[Begin Data to process]
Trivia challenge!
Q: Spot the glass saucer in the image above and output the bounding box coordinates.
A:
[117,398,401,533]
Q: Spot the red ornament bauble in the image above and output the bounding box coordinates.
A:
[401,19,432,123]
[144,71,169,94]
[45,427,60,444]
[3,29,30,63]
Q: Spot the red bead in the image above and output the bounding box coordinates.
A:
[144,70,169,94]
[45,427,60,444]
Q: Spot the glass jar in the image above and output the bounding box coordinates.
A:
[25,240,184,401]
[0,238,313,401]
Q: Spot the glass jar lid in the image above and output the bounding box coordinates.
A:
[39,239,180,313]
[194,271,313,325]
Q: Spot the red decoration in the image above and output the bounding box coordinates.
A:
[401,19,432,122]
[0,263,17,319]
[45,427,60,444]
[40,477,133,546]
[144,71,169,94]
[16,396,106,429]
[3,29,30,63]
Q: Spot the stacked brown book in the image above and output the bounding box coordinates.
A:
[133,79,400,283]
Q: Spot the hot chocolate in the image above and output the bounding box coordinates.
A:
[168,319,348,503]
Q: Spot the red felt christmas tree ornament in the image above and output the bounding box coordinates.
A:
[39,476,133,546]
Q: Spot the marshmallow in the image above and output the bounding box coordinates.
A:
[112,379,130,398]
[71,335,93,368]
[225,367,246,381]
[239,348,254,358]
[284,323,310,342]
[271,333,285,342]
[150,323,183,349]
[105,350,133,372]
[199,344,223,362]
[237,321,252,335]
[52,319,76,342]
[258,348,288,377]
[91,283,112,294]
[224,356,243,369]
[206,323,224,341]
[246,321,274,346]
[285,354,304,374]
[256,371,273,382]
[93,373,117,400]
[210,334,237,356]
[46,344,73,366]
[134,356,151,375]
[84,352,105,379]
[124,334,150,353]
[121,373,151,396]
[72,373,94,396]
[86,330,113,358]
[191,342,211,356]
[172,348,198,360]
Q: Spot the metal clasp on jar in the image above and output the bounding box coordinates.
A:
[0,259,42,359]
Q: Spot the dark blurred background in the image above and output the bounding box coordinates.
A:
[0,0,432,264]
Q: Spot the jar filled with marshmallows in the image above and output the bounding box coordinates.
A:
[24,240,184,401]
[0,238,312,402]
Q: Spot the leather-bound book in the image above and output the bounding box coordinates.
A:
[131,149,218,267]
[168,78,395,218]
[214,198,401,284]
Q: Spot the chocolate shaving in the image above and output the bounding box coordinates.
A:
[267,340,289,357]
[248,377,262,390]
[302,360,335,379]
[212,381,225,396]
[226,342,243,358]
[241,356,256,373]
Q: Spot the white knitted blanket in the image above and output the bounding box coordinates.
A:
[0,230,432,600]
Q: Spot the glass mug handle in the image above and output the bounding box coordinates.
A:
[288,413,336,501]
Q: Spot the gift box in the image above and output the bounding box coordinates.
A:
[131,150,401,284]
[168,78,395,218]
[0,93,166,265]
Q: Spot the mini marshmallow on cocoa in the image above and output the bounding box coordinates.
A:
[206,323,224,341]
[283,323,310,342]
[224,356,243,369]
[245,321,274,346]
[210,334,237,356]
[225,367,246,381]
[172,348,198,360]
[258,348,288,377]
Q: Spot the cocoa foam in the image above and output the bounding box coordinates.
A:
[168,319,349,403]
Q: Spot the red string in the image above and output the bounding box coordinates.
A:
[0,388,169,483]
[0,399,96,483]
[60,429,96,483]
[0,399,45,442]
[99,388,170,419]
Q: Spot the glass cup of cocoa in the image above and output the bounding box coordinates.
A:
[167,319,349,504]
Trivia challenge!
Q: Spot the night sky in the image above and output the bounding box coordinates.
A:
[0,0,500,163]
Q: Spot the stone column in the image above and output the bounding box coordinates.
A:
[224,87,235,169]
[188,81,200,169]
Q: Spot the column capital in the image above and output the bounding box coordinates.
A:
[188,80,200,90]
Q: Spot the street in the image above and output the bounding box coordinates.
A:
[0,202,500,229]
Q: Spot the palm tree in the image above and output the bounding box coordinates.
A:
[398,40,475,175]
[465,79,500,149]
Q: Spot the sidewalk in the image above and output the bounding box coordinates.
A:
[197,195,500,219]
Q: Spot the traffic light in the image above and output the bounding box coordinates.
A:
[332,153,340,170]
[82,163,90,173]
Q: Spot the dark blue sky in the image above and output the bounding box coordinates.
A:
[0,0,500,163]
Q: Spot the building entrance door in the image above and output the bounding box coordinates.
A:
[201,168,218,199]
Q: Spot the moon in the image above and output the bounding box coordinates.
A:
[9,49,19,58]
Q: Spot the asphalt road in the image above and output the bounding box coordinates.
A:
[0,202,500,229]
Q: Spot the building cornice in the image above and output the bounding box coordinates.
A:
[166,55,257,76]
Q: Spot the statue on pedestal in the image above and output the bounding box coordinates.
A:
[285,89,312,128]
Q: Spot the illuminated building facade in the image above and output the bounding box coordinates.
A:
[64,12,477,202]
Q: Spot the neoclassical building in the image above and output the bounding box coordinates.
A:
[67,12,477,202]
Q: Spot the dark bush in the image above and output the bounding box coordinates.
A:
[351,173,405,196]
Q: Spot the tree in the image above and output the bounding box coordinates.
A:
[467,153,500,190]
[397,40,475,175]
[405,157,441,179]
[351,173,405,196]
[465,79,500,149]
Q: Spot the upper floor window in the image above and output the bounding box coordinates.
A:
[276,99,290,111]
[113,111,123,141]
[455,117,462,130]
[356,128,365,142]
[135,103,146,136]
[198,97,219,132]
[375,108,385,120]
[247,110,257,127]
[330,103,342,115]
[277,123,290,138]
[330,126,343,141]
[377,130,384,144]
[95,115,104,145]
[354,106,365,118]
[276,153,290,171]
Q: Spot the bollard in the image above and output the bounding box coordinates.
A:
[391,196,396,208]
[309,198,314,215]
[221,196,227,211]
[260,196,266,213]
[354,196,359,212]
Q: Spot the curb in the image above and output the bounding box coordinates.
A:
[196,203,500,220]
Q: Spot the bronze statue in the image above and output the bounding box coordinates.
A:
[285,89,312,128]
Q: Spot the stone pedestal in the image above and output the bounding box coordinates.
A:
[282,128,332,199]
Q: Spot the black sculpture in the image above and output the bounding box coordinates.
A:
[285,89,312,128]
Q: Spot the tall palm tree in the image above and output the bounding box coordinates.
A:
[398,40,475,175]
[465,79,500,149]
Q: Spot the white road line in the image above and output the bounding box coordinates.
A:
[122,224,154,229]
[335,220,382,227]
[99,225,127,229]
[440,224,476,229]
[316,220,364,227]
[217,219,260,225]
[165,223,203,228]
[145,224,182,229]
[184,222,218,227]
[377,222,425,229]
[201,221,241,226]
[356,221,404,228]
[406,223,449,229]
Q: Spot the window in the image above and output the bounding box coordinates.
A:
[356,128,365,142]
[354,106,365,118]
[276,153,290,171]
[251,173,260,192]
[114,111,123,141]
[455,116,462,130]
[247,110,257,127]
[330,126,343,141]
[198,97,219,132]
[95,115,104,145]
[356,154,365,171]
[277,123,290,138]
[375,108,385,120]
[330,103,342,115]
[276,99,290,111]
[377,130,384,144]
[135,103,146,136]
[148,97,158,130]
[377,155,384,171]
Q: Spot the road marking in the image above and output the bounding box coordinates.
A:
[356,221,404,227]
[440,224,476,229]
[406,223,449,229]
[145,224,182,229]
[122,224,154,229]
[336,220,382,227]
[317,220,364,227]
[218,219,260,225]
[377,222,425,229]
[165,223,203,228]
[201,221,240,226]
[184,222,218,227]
[End Data to process]
[Begin Data to process]
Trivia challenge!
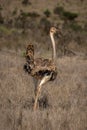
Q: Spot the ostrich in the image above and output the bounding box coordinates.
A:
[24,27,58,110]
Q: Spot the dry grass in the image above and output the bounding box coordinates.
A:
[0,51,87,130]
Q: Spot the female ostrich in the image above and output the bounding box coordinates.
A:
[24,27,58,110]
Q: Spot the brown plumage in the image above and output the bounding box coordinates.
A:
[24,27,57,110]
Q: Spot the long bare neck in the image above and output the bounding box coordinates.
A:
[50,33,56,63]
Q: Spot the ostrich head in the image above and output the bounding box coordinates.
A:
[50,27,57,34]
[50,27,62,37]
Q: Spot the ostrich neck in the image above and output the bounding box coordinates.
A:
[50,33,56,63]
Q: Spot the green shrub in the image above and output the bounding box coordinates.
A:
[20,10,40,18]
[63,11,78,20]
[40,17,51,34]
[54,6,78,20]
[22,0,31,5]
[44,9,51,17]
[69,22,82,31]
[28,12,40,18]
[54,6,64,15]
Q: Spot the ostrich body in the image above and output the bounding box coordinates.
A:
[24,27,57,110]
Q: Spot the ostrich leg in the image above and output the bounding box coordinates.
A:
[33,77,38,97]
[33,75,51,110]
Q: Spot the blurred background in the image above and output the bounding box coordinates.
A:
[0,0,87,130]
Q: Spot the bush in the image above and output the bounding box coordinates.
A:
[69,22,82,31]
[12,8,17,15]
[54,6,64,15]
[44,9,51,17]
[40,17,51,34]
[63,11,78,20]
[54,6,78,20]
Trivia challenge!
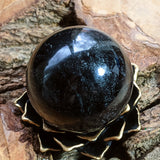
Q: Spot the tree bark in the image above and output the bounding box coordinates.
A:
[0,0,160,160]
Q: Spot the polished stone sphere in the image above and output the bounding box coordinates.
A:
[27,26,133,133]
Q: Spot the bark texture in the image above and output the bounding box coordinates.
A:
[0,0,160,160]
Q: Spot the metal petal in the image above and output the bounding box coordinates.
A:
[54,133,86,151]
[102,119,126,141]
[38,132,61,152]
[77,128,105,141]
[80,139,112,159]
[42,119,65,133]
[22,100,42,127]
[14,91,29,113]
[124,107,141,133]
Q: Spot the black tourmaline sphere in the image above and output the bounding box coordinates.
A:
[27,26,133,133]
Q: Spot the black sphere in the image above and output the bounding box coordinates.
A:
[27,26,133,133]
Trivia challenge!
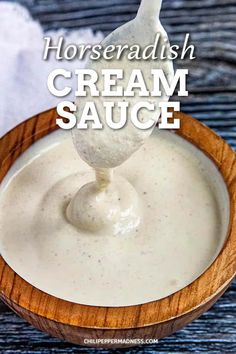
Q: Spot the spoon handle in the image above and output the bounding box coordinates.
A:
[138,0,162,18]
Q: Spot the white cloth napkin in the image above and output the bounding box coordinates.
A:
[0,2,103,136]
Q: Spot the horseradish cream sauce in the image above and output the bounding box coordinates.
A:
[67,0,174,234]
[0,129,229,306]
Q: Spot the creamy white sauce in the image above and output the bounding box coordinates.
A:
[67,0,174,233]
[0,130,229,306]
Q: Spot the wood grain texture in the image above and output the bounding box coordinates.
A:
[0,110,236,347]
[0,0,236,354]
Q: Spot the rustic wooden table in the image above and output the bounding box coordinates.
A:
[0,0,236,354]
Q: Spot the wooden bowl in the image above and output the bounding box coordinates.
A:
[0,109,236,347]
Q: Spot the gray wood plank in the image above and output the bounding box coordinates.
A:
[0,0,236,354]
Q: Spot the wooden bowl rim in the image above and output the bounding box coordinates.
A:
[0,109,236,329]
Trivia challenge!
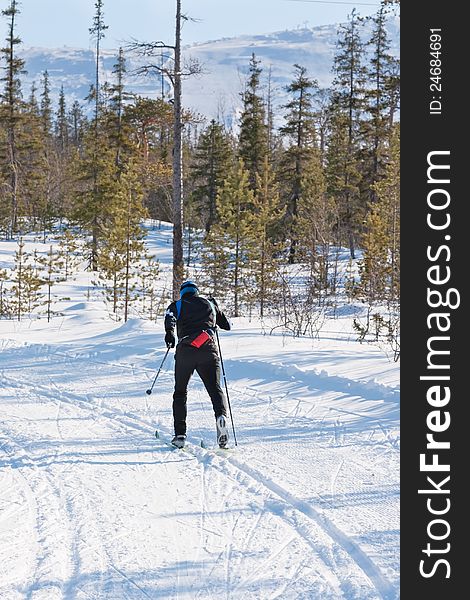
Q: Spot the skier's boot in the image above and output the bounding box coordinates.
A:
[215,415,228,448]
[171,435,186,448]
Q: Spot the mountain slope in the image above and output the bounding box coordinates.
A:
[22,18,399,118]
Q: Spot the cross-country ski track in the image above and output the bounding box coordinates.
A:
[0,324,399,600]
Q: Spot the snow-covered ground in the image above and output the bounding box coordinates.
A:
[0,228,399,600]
[End Data to process]
:: Exercise brief ::
Collect and copy out every line of the listing above that contains the word "window". Case counts, so only count lines where the capitalization matches.

:: Correct response ::
Q: Spot the upper floor window in the image above and output the bounding box coordinates.
Q: Spot the window in the image above and output the bounding box coordinates.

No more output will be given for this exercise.